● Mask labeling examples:
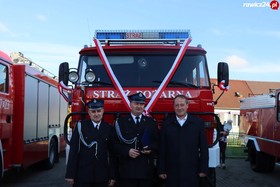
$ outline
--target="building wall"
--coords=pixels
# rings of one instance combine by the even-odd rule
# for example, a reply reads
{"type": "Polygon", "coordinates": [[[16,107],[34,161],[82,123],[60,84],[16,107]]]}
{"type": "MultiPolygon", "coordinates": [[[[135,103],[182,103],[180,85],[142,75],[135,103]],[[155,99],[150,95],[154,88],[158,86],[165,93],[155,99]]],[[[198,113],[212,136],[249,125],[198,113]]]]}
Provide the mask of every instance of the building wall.
{"type": "Polygon", "coordinates": [[[228,119],[231,119],[232,120],[232,128],[230,131],[230,133],[239,133],[240,114],[240,110],[215,108],[214,112],[219,116],[222,124],[223,123],[224,121],[226,122],[228,119]],[[229,114],[228,112],[230,111],[231,114],[229,114]]]}

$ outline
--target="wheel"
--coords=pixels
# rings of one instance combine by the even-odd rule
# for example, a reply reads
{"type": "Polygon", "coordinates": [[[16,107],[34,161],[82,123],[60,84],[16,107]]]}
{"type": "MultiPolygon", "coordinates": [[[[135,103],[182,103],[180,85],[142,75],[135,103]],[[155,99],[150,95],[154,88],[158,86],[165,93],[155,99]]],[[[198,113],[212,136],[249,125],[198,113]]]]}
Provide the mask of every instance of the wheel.
{"type": "Polygon", "coordinates": [[[272,173],[274,170],[275,166],[275,156],[265,153],[263,153],[263,155],[264,160],[265,161],[263,172],[265,173],[272,173]]]}
{"type": "Polygon", "coordinates": [[[201,178],[202,187],[216,187],[216,170],[215,168],[209,168],[209,175],[201,178]]]}
{"type": "Polygon", "coordinates": [[[56,144],[54,139],[52,138],[50,142],[49,158],[45,160],[45,168],[46,169],[51,169],[53,167],[56,154],[56,144]]]}
{"type": "Polygon", "coordinates": [[[262,151],[257,151],[255,144],[253,142],[251,144],[248,153],[249,161],[251,167],[256,172],[265,172],[267,170],[266,165],[267,162],[267,154],[262,151]]]}

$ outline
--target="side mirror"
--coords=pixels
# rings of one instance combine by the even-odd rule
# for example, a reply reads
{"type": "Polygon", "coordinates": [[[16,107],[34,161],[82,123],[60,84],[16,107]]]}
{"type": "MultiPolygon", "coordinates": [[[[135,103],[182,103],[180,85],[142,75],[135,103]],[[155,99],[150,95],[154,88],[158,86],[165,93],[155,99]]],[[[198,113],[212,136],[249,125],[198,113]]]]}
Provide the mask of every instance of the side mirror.
{"type": "Polygon", "coordinates": [[[228,65],[225,62],[219,62],[218,64],[218,84],[225,81],[225,87],[228,86],[228,65]]]}
{"type": "Polygon", "coordinates": [[[59,72],[58,73],[58,82],[61,81],[66,86],[68,86],[69,79],[68,76],[69,73],[69,64],[68,62],[64,62],[59,65],[59,72]]]}

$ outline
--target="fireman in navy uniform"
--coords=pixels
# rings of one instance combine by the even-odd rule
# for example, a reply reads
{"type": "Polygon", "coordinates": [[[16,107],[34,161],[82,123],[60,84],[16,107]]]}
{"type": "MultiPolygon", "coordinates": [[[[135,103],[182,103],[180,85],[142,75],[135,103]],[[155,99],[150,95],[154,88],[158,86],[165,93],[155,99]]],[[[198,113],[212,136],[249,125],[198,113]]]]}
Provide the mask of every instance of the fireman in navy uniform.
{"type": "Polygon", "coordinates": [[[116,180],[118,168],[110,138],[113,129],[102,120],[104,102],[95,99],[85,104],[90,119],[79,122],[74,129],[65,175],[73,186],[106,187],[108,180],[112,186],[116,180]]]}
{"type": "Polygon", "coordinates": [[[146,97],[141,93],[128,96],[131,112],[114,122],[113,149],[120,155],[121,187],[151,187],[154,175],[153,155],[157,154],[159,135],[157,121],[143,115],[146,97]],[[151,143],[143,147],[141,139],[146,128],[151,143]]]}

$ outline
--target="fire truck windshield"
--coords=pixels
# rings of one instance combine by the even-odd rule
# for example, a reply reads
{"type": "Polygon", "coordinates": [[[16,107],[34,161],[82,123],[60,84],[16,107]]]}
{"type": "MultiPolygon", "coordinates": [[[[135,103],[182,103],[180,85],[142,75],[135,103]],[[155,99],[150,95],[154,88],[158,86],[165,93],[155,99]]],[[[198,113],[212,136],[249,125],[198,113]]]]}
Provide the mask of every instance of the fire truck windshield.
{"type": "MultiPolygon", "coordinates": [[[[123,87],[153,87],[159,86],[170,70],[177,54],[136,53],[106,54],[106,56],[114,73],[123,87]]],[[[98,55],[82,56],[79,64],[78,72],[80,78],[78,83],[86,81],[86,69],[87,72],[91,70],[95,73],[95,81],[103,83],[93,83],[93,86],[110,86],[112,82],[98,55]]],[[[203,55],[186,54],[167,87],[209,86],[207,68],[203,55]],[[177,83],[171,84],[172,82],[177,83]]]]}

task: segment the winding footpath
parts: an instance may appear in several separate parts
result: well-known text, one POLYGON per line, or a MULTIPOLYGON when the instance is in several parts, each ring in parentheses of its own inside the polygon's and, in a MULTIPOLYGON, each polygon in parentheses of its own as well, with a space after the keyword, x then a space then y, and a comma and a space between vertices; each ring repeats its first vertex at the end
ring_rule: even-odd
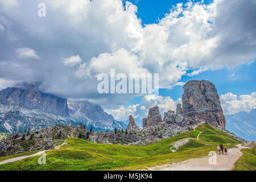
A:
POLYGON ((228 150, 228 155, 216 153, 216 164, 210 164, 209 159, 212 156, 191 159, 183 162, 166 164, 148 168, 151 171, 229 171, 234 168, 235 163, 243 155, 241 149, 248 148, 238 144, 228 150))
MULTIPOLYGON (((61 144, 61 145, 57 146, 55 146, 54 147, 54 150, 59 150, 60 148, 60 147, 61 147, 63 145, 64 145, 67 144, 66 143, 66 140, 65 140, 63 144, 61 144)), ((32 155, 26 155, 26 156, 20 156, 20 157, 18 157, 18 158, 13 158, 13 159, 7 159, 4 161, 2 161, 0 162, 0 165, 1 164, 3 164, 5 163, 12 163, 17 160, 20 160, 26 158, 31 158, 31 157, 34 157, 37 155, 40 155, 46 152, 47 151, 50 151, 51 150, 44 150, 44 151, 42 151, 40 152, 38 152, 37 153, 34 154, 32 155)))

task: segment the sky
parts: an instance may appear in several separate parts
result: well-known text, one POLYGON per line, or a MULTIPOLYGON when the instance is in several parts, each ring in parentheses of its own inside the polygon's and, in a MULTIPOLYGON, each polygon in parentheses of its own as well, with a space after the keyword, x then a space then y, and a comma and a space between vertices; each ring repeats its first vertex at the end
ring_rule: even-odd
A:
POLYGON ((0 0, 0 89, 40 82, 42 92, 89 100, 116 119, 141 119, 155 105, 162 114, 175 110, 186 82, 208 80, 225 114, 250 112, 255 17, 250 0, 0 0), (99 93, 98 76, 113 68, 159 73, 159 97, 99 93))

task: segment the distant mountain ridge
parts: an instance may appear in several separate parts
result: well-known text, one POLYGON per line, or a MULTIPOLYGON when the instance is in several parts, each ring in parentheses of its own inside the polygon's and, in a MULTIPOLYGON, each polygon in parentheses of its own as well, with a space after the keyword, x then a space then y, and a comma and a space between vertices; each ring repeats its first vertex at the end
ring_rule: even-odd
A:
POLYGON ((225 117, 228 130, 249 141, 256 140, 256 109, 249 113, 242 111, 225 117))
POLYGON ((93 126, 101 129, 121 130, 127 124, 116 121, 98 105, 88 101, 69 100, 43 93, 38 84, 24 84, 0 91, 0 133, 40 129, 55 125, 93 126))
POLYGON ((69 116, 67 99, 42 93, 38 86, 36 84, 24 84, 21 88, 3 89, 0 92, 0 104, 69 116))

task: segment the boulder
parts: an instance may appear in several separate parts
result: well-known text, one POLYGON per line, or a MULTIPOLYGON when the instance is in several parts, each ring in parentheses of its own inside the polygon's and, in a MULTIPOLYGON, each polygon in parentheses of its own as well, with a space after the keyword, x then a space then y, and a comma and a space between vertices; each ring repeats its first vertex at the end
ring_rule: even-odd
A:
POLYGON ((127 127, 127 130, 128 132, 131 131, 139 131, 141 129, 139 127, 136 125, 136 123, 134 121, 134 119, 133 117, 133 115, 129 115, 129 123, 128 124, 128 126, 127 127))
POLYGON ((174 123, 176 115, 172 110, 169 110, 168 112, 164 112, 164 122, 167 123, 174 123))

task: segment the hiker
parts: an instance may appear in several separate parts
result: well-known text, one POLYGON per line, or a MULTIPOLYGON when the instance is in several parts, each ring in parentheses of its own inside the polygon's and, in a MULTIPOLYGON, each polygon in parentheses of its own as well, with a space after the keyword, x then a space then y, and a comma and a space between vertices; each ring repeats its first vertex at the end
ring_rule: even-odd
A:
POLYGON ((224 154, 224 147, 223 147, 223 146, 221 144, 221 153, 222 154, 224 154))
POLYGON ((225 148, 225 155, 228 155, 228 151, 226 150, 226 148, 225 148))
POLYGON ((218 147, 217 147, 217 148, 218 148, 218 154, 220 154, 220 146, 218 146, 218 147))
POLYGON ((220 144, 218 145, 218 147, 220 148, 220 150, 221 151, 221 153, 222 153, 222 154, 224 154, 224 152, 223 151, 223 149, 224 149, 224 147, 222 146, 222 144, 221 143, 220 143, 220 144))

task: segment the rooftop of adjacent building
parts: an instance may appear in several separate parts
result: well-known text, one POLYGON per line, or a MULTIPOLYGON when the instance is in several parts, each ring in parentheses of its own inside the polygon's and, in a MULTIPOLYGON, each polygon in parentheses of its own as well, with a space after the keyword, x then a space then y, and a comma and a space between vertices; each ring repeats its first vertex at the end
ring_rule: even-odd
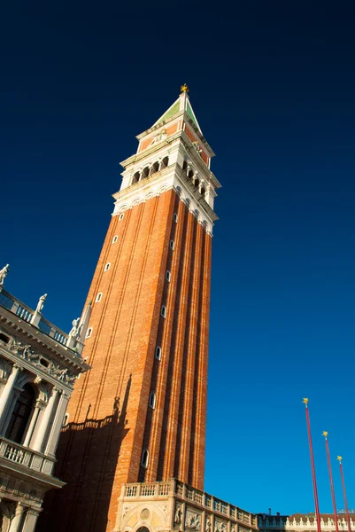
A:
MULTIPOLYGON (((350 520, 351 522, 351 528, 355 529, 355 512, 353 510, 350 511, 350 520)), ((276 514, 271 513, 258 513, 258 522, 259 528, 283 528, 287 527, 316 527, 316 516, 314 512, 309 513, 291 513, 289 515, 281 515, 280 512, 276 514)), ((343 528, 345 527, 346 523, 346 513, 343 510, 339 510, 337 512, 338 523, 343 524, 343 528)), ((320 513, 320 522, 324 527, 334 527, 334 514, 333 513, 320 513)))

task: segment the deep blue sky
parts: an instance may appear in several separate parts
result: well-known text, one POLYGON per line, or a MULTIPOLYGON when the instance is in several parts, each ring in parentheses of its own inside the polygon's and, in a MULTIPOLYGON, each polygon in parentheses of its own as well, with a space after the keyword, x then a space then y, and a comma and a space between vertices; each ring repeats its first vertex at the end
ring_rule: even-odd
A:
POLYGON ((223 184, 215 208, 205 489, 321 512, 336 454, 355 507, 355 4, 3 3, 1 266, 68 331, 120 161, 187 82, 223 184), (205 7, 204 7, 205 5, 205 7))

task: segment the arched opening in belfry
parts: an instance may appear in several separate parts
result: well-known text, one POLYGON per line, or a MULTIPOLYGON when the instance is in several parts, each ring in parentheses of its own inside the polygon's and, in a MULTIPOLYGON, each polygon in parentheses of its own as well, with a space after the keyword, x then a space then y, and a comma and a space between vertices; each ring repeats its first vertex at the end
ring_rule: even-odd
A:
POLYGON ((21 443, 26 427, 33 413, 35 403, 35 394, 34 388, 30 384, 25 384, 15 403, 6 429, 5 438, 16 443, 21 443))
POLYGON ((150 532, 148 527, 139 527, 137 532, 150 532))
POLYGON ((169 164, 169 158, 164 157, 163 160, 161 161, 161 169, 166 168, 168 164, 169 164))
POLYGON ((158 170, 159 170, 159 163, 155 162, 153 165, 151 165, 150 175, 155 174, 158 170))
POLYGON ((141 179, 145 179, 146 177, 148 177, 148 176, 149 176, 149 168, 145 167, 145 168, 143 168, 143 170, 142 172, 141 179))
POLYGON ((135 183, 138 183, 140 176, 141 174, 139 172, 135 172, 135 174, 132 177, 132 184, 135 184, 135 183))

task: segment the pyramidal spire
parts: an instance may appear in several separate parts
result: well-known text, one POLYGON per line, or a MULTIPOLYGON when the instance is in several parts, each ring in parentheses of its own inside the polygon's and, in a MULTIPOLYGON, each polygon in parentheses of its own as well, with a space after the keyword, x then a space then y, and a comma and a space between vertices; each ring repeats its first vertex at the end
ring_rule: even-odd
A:
POLYGON ((171 118, 173 118, 174 116, 178 114, 178 113, 181 113, 181 111, 185 111, 187 113, 189 118, 191 119, 191 121, 193 121, 193 123, 195 124, 195 126, 197 128, 198 131, 202 135, 201 128, 199 126, 197 119, 196 118, 196 114, 192 109, 188 92, 189 92, 189 87, 187 86, 186 83, 184 83, 181 87, 181 94, 180 94, 179 98, 174 102, 174 104, 172 106, 170 106, 170 107, 168 109, 166 109, 166 111, 164 113, 164 114, 162 114, 160 116, 160 118, 158 118, 157 120, 157 121, 152 125, 152 127, 158 126, 161 122, 170 120, 171 118))

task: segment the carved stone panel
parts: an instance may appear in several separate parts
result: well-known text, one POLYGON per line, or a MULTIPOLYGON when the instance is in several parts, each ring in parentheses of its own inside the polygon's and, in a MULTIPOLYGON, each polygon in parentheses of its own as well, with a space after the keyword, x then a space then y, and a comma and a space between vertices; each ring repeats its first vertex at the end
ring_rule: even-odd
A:
POLYGON ((185 528, 189 530, 200 530, 201 514, 192 510, 188 510, 185 516, 185 528))

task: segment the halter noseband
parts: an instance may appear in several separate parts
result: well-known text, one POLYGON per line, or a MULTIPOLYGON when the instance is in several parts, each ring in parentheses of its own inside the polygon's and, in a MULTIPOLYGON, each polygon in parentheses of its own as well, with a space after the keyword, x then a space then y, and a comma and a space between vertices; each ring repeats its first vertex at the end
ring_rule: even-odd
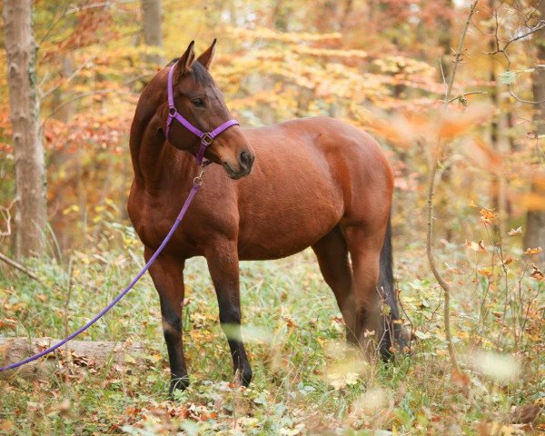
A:
POLYGON ((170 129, 170 124, 173 122, 173 119, 177 120, 178 123, 180 123, 183 127, 185 127, 191 133, 194 134, 199 138, 201 138, 201 147, 199 148, 199 152, 197 153, 196 156, 197 164, 199 164, 199 165, 207 165, 208 164, 210 164, 208 160, 204 159, 204 162, 203 162, 203 157, 204 155, 204 151, 206 150, 206 147, 212 144, 213 138, 215 138, 218 134, 220 134, 222 132, 227 130, 233 125, 238 125, 239 123, 236 120, 229 120, 223 123, 223 124, 217 126, 212 132, 201 132, 189 121, 187 121, 180 114, 178 114, 178 111, 176 111, 176 107, 174 106, 174 95, 173 89, 173 74, 174 72, 174 66, 176 66, 176 64, 177 62, 173 64, 168 72, 168 83, 166 85, 166 92, 168 94, 168 118, 166 119, 165 136, 166 139, 168 139, 168 131, 170 129))

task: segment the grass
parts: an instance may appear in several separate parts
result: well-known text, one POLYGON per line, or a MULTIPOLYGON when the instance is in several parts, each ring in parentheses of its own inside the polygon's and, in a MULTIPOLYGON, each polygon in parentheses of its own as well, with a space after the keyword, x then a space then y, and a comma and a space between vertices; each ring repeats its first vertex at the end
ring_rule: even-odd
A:
MULTIPOLYGON (((30 266, 45 286, 1 270, 0 334, 60 338, 98 312, 141 263, 137 243, 124 236, 123 252, 111 251, 104 238, 74 253, 70 269, 35 261, 30 266)), ((390 364, 366 363, 344 349, 341 314, 312 252, 242 263, 244 335, 254 373, 249 389, 231 383, 215 294, 204 261, 193 259, 185 271, 187 391, 167 399, 159 302, 145 276, 80 338, 142 342, 144 365, 61 361, 49 377, 0 382, 0 433, 538 434, 545 430, 543 418, 530 425, 518 413, 545 401, 542 285, 529 277, 523 254, 504 251, 515 257, 507 273, 482 270, 490 253, 444 248, 449 264, 464 268, 447 272, 457 291, 452 322, 461 375, 451 373, 441 293, 418 244, 395 253, 414 342, 411 355, 390 364)))

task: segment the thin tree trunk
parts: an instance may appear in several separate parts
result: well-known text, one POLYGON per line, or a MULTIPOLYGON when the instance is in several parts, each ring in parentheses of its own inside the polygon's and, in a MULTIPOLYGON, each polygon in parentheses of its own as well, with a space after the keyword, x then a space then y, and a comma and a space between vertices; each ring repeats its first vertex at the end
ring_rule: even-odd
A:
MULTIPOLYGON (((144 44, 152 47, 163 47, 163 35, 161 33, 161 0, 142 0, 142 30, 144 44)), ((159 65, 164 64, 163 55, 150 54, 145 56, 150 63, 159 65)))
MULTIPOLYGON (((540 19, 545 19, 545 1, 540 2, 540 19)), ((537 49, 537 64, 545 64, 545 30, 540 30, 534 38, 537 49)), ((545 101, 545 68, 536 67, 533 83, 534 102, 545 101)), ((534 120, 537 122, 536 129, 539 135, 545 134, 545 103, 535 108, 534 120)), ((538 139, 538 141, 543 141, 538 139)), ((540 152, 538 152, 540 153, 540 152)), ((545 156, 540 156, 543 159, 545 156)), ((542 169, 542 168, 541 168, 542 169)), ((532 190, 545 195, 545 190, 539 190, 538 183, 533 183, 532 190)), ((540 255, 541 264, 545 263, 545 210, 530 210, 526 218, 526 234, 524 235, 524 248, 542 247, 544 252, 540 255)))
POLYGON ((32 0, 4 2, 7 81, 15 161, 15 255, 43 254, 46 224, 45 165, 35 90, 32 0))

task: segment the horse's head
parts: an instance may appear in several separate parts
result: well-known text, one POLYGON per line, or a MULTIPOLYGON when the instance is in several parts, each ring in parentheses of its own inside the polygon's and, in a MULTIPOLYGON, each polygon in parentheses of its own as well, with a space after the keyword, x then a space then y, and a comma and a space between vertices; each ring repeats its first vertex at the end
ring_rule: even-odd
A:
MULTIPOLYGON (((210 48, 195 60, 193 42, 178 60, 173 72, 173 96, 178 114, 202 132, 211 132, 232 119, 223 95, 210 75, 215 48, 210 48)), ((164 120, 168 117, 164 106, 164 120)), ((168 134, 170 143, 178 149, 197 154, 201 140, 180 123, 173 122, 168 134)), ((238 125, 218 134, 206 148, 204 157, 219 164, 232 179, 240 179, 252 171, 254 154, 250 143, 238 125)))

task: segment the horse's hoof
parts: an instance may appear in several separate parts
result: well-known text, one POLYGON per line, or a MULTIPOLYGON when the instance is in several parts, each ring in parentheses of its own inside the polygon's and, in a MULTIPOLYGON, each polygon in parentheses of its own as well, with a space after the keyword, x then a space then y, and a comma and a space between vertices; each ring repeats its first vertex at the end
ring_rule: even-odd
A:
POLYGON ((168 396, 173 399, 174 391, 185 391, 189 386, 189 376, 184 375, 183 377, 173 378, 171 380, 170 389, 168 390, 168 396))
POLYGON ((248 387, 250 382, 252 382, 253 375, 253 374, 252 373, 252 370, 250 368, 246 368, 244 371, 243 371, 243 386, 245 388, 248 387))
POLYGON ((239 386, 244 386, 244 388, 247 388, 252 382, 252 376, 253 373, 251 368, 236 370, 234 373, 234 382, 239 386))

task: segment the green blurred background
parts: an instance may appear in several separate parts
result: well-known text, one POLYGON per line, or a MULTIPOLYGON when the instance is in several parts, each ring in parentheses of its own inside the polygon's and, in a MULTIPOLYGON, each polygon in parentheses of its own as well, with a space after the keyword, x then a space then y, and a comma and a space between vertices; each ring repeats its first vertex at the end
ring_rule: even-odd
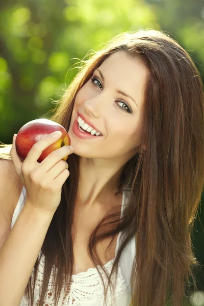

● WORK REQUIRED: Copy the rows from the line with "task: segment the distant mountain ridge" up to and including the line with "POLYGON ((69 116, 67", replacing "distant" with "far" and leaving everything else unchanged.

● SOLVED PROBLEM:
task: segment the far mountain ridge
parts: an instance may appear in several separate parts
result: well-known text, one POLYGON per line, or a MULTIPOLYGON when the instance is in several parts, each ring in parentheses of its own inside the polygon's and, in a MULTIPOLYGON, each polygon in parentheses of its own as well, with a space after the keyword, x then a space then y, and a comma and a space between vertices; each ring repeats its first vertex at the end
ring_rule: even-odd
A:
POLYGON ((225 117, 228 130, 249 141, 256 140, 256 109, 249 113, 242 111, 225 117))
POLYGON ((93 126, 101 129, 121 130, 127 124, 116 121, 98 105, 88 101, 69 100, 43 93, 38 84, 24 84, 0 91, 0 133, 40 129, 55 125, 93 126))
POLYGON ((69 116, 67 99, 42 93, 38 86, 36 84, 24 84, 21 88, 3 89, 0 92, 0 104, 69 116))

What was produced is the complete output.